*Given request*
Copy the material below word for word, starting with the line that holds "Okay, I'll take the bet. The dense" and going on through the end of the material. Leave any pictures out of your answer.

*Input*
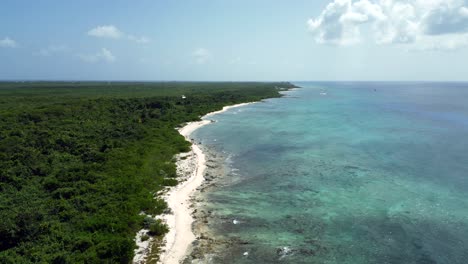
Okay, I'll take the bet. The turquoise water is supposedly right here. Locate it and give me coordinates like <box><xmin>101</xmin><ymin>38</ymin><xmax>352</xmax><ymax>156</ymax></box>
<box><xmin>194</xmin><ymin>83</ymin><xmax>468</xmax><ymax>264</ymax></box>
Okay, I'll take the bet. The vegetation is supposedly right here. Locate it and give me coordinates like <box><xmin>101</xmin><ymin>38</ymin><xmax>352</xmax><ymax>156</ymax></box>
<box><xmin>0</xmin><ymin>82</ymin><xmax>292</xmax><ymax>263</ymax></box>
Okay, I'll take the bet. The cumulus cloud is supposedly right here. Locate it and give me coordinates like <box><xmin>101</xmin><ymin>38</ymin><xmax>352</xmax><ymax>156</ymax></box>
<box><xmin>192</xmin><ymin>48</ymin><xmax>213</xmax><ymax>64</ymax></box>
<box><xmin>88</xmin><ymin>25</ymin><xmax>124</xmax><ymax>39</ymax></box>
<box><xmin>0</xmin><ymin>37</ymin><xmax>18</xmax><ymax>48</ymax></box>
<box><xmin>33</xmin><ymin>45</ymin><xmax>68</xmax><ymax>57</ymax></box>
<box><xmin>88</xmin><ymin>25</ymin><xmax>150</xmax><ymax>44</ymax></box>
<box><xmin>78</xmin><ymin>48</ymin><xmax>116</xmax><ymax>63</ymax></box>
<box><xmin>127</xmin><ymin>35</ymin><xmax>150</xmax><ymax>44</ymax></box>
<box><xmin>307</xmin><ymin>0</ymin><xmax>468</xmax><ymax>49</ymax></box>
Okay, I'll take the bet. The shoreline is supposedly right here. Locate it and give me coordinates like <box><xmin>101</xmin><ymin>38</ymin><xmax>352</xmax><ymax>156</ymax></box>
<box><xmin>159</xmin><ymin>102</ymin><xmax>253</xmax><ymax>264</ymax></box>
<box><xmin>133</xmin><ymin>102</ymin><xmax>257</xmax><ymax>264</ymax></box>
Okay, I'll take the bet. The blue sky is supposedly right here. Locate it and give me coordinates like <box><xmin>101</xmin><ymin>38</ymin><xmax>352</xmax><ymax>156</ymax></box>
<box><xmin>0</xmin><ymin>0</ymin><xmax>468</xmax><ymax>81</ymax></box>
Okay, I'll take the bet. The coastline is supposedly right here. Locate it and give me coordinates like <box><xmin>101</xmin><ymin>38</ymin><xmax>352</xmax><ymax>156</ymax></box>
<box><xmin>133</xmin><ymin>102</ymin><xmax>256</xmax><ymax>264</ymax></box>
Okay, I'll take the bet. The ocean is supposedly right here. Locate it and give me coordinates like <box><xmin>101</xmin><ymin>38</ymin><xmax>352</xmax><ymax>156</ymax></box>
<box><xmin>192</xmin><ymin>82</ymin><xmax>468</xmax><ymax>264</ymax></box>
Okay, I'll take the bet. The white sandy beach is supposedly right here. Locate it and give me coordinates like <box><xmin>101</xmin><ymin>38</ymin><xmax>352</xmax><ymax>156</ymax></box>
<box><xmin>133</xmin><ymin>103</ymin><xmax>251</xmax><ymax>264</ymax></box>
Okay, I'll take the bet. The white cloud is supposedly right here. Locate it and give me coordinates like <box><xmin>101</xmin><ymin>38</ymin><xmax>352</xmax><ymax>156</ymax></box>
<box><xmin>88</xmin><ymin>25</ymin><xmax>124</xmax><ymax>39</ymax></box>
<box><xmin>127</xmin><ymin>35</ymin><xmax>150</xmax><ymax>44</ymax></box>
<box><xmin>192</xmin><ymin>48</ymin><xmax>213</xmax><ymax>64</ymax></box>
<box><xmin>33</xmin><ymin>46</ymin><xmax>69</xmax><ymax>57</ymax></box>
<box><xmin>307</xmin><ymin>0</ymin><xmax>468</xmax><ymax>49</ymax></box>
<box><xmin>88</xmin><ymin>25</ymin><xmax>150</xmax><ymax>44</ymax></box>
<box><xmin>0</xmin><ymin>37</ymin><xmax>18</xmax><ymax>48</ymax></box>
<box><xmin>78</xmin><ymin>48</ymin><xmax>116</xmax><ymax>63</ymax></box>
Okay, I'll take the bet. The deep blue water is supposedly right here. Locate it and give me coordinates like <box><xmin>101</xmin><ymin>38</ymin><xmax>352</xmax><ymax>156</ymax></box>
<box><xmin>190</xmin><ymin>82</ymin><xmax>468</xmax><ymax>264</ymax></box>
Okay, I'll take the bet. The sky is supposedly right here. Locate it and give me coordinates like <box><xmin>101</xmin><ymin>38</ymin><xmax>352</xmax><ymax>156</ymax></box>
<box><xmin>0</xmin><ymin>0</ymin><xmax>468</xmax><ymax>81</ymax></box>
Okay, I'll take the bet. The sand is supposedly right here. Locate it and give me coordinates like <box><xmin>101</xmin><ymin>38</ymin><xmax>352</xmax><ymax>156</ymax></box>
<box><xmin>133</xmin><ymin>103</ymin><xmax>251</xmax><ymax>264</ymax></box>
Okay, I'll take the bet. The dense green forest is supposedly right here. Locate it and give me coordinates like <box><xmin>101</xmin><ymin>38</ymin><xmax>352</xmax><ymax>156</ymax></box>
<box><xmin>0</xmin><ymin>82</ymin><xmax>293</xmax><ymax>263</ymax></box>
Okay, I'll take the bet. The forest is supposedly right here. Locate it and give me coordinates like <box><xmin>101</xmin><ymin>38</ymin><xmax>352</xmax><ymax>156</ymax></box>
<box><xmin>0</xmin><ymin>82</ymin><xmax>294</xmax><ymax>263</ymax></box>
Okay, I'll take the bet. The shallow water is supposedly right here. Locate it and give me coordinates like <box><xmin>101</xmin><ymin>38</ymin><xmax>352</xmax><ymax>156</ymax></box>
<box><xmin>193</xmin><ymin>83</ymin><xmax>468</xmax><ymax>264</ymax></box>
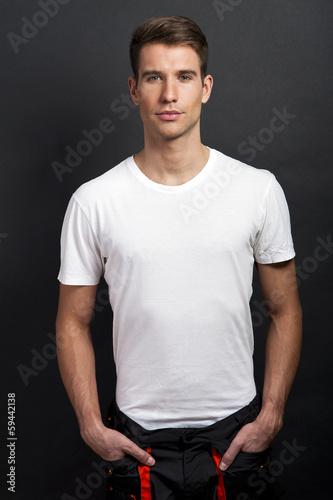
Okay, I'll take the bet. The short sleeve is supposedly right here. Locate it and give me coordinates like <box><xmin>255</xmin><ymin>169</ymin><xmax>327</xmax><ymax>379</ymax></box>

*Answer for the task*
Okay, I'll take the bet. The dense green forest is supposedly right here. Locate it and give me coordinates like <box><xmin>101</xmin><ymin>38</ymin><xmax>352</xmax><ymax>156</ymax></box>
<box><xmin>0</xmin><ymin>82</ymin><xmax>293</xmax><ymax>263</ymax></box>
Okay, I'll take the bet. The forest is supposedly right here. Locate it and give me coordinates like <box><xmin>101</xmin><ymin>38</ymin><xmax>352</xmax><ymax>156</ymax></box>
<box><xmin>0</xmin><ymin>82</ymin><xmax>294</xmax><ymax>263</ymax></box>
Okay, I'll take the bet. The shallow water is supposedly right here. Locate it and give me coordinates like <box><xmin>101</xmin><ymin>38</ymin><xmax>352</xmax><ymax>156</ymax></box>
<box><xmin>193</xmin><ymin>83</ymin><xmax>468</xmax><ymax>264</ymax></box>
Okay, I'll take the bet. The short sleeve is supposedly right here. Locate it and give me coordinates like <box><xmin>255</xmin><ymin>169</ymin><xmax>327</xmax><ymax>379</ymax></box>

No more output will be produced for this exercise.